Material shown>
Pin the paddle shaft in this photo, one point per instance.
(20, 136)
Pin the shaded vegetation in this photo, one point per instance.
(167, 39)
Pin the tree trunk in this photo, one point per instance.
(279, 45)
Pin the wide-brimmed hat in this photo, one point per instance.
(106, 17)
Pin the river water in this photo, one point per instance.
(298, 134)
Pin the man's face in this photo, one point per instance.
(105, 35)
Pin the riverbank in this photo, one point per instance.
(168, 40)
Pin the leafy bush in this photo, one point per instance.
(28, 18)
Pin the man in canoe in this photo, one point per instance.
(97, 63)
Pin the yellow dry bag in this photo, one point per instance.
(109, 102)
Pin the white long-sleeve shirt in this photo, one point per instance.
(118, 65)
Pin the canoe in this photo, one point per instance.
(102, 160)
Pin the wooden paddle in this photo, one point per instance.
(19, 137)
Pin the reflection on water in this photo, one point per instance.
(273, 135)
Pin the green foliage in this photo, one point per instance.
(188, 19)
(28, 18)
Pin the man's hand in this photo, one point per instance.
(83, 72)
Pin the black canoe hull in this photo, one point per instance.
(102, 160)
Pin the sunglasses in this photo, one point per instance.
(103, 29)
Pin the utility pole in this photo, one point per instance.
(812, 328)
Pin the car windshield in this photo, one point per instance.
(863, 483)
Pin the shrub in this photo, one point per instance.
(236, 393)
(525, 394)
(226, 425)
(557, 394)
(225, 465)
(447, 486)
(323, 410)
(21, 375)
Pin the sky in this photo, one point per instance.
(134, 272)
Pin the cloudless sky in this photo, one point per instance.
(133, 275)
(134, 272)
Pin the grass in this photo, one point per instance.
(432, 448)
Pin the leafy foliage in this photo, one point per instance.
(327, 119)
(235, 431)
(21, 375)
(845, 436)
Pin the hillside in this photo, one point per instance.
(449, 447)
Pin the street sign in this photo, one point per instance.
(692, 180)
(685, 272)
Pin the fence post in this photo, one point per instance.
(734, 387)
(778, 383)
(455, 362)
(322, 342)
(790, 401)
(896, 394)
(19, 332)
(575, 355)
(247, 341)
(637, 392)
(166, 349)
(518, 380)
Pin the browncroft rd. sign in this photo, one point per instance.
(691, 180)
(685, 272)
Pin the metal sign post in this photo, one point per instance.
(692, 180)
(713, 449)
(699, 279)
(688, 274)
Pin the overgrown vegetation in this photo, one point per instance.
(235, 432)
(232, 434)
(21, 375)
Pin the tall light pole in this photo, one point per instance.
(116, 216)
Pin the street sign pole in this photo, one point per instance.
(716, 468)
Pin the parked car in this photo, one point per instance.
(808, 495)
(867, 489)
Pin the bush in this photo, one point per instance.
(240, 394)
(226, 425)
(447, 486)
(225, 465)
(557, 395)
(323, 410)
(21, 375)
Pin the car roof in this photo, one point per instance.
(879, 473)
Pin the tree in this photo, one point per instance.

Instructions to follow> Each line above is to be reproduced exactly.

Written answer>
Pin the paddle shaft in this photo, one point per instance.
(20, 136)
Pin the shaded vegetation in this photo, one point per instance.
(167, 39)
Pin the tree trunk in this photo, one point per instance.
(279, 45)
Pin the wide-brimmed hat in this photo, one point per instance.
(106, 17)
Pin the river water in this photo, one point per instance.
(298, 134)
Pin the man's face in this photo, one point per instance.
(105, 35)
Pin the riverbank in this photo, one point per instance.
(168, 40)
Pin the leafy bush in this photo, one point per instance.
(28, 18)
Pin the man in canoe in this photo, one point per instance.
(97, 63)
Pin the yellow dry bag in this photo, one point per instance.
(109, 102)
Pin the white long-sleeve shirt in this photo, one point per instance.
(118, 65)
Pin the canoe in this photo, one point per instance.
(102, 160)
Pin the wooden paddle in this photo, one point per instance.
(19, 137)
Pin the reflection on water in this photo, one point per instance.
(273, 135)
Pin the green foliage in this photo, one point per instance.
(188, 19)
(28, 18)
Pin the man's hand in this photo, one point per instance.
(83, 72)
Pin the black canoe hull in this photo, one point per instance.
(102, 160)
Pin the sunglasses in this photo, one point per instance.
(103, 29)
Pin the utility pole in this photo, one point per instance.
(812, 328)
Pin the car windshield in this photo, one point per instance.
(863, 483)
Pin the shrub in this photo, one point per instance.
(236, 393)
(525, 394)
(226, 425)
(557, 394)
(225, 465)
(447, 486)
(323, 410)
(21, 375)
Pin the sky in this photo, one point per instance.
(134, 272)
Pin the cloudless sky in this photo, one point per instance.
(133, 275)
(134, 272)
Pin the grass in this photo, one point per instance.
(432, 448)
Pin the leafy foliage in this photo, one point per instance.
(327, 119)
(235, 431)
(21, 375)
(845, 436)
Pin the hillside in this photo, one point per instance.
(449, 447)
Pin the street sign in this photo, one point per instance.
(692, 180)
(685, 272)
Pin the fence post in this photo, one point per instance.
(734, 387)
(778, 383)
(455, 362)
(322, 342)
(790, 401)
(896, 394)
(19, 332)
(575, 355)
(247, 341)
(637, 392)
(166, 349)
(518, 380)
Pin the browncroft rd. sign in this photo, one point per instance.
(691, 180)
(685, 272)
Pin the metal sign post in this photo, one point per instance.
(692, 180)
(713, 449)
(699, 279)
(688, 274)
Pin the overgrown vegetation in this photo, one point per instance.
(235, 432)
(232, 434)
(21, 375)
Pin the tall light pole in this photo, one point per instance.
(116, 216)
Pin the street sign pole in this photo, one point per instance.
(716, 468)
Pin the parked car in this photo, one point per instance.
(808, 495)
(867, 489)
Pin the bush in this photo, one point per instance.
(240, 394)
(226, 425)
(447, 486)
(225, 465)
(557, 395)
(323, 410)
(21, 375)
Pin the car roof in this photo, one point per instance.
(879, 473)
Pin the tree in this photo, one point per instance.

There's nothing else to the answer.